[Photo-based referring expression data]
----------
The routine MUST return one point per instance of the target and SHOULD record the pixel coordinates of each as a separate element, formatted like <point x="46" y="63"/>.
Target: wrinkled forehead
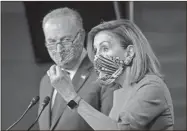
<point x="103" y="36"/>
<point x="60" y="27"/>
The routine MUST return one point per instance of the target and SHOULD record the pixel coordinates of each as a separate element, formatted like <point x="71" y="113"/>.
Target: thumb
<point x="58" y="71"/>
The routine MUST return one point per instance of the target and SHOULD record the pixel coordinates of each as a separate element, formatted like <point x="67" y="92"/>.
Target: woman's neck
<point x="123" y="80"/>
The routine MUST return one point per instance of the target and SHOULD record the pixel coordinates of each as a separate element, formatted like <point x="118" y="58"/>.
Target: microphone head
<point x="46" y="100"/>
<point x="35" y="100"/>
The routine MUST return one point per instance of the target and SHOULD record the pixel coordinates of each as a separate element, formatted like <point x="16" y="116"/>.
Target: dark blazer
----------
:: YOUR INSTRUCTIONS ::
For this exercise, transcribe the data above line by line, exactly, with pictures omitted.

:: EXPECTED ANSWER ::
The routine MUST return one point per instance of the target and SHOULD record the pixel coordinates of each as a separate element, formatted like <point x="46" y="63"/>.
Target: wrinkled forehead
<point x="103" y="36"/>
<point x="60" y="27"/>
The routine MUST return one point per instance of the target and SHOULD record the pixel coordinates of each as a separate element, formatted like <point x="71" y="113"/>.
Target: thumb
<point x="58" y="71"/>
The routine MUST return one point per instance of the target and SHOULD record the pixel coordinates of each as a separate element, formatted like <point x="67" y="92"/>.
Target: woman's neck
<point x="123" y="80"/>
The routine MUST return one point per instance of the target and SHOULD record the pixel coordinates of each as a separate element, formatted like <point x="118" y="58"/>.
Target: microphone head
<point x="46" y="100"/>
<point x="35" y="100"/>
The routine MUST return one point per instance of the target and SHOULD record the pixel coordinates of each as a separate element, formatted like <point x="16" y="116"/>.
Target: dark blazer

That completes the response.